** BEGIN Provided information **

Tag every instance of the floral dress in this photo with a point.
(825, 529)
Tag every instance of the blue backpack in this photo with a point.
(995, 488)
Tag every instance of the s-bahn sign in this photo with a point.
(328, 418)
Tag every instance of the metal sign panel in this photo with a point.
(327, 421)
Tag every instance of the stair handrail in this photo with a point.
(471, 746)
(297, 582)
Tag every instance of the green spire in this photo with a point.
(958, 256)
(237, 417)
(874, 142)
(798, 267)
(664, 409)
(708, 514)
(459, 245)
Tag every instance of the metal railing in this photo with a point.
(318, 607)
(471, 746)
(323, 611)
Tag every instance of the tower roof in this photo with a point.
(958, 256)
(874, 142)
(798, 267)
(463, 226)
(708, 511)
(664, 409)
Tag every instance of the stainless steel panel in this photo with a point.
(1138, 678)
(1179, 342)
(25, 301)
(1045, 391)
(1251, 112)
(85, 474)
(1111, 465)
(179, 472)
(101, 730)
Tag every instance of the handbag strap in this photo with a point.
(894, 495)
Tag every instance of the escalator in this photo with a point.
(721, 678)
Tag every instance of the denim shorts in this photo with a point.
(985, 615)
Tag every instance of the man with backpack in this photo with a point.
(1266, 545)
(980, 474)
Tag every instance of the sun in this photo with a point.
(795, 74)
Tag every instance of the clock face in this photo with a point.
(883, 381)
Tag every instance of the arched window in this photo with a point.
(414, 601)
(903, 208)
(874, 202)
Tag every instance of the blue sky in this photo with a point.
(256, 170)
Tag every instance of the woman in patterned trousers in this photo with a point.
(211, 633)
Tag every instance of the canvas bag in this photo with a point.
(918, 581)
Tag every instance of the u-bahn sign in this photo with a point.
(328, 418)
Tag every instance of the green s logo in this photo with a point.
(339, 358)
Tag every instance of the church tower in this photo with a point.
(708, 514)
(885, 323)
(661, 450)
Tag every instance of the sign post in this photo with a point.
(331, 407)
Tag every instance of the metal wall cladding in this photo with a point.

** END Provided information **

▶ **Directive**: Rescale the items from the line that has "Tag every instance of the escalator" through the end of the items. Rewrite every one of these lines: leave the worded lines unchanged, and multiply each point coordinate by 1.6, rounding to the nearest whole number with halves rounded up.

▶ **Final result**:
Tag every instance of the escalator in this photo with a point.
(1154, 1085)
Tag every instance of the denim shorts in this photo with a point.
(1576, 984)
Tag every instance of the man with backpack in this photo with a point.
(2026, 872)
(1568, 758)
Tag every instance of the sun in this photo with a point.
(1272, 118)
Tag every instance of the clock face in this photo with a point.
(1413, 610)
Tag every instance of the arched window in this photo with a point.
(662, 962)
(1445, 333)
(1398, 323)
Tag every instance of the blue sky in this photo with a point.
(410, 272)
Tag every instance of the woman in patterned trousers in this photo with a point.
(338, 1013)
Tag every instance of the canvas bag in this photo with a point.
(1469, 930)
Tag every instance of the u-bahn sign in this photo with a point.
(525, 669)
Tag every instance of the green s logo in this photo with a point.
(542, 573)
Tag every instance of the church tower in this photo with a point.
(1133, 822)
(1416, 517)
(1058, 720)
Tag every instance of the sign post in this photo with a point.
(530, 651)
Tag every instance of the metal wall cladding in this photo with a point.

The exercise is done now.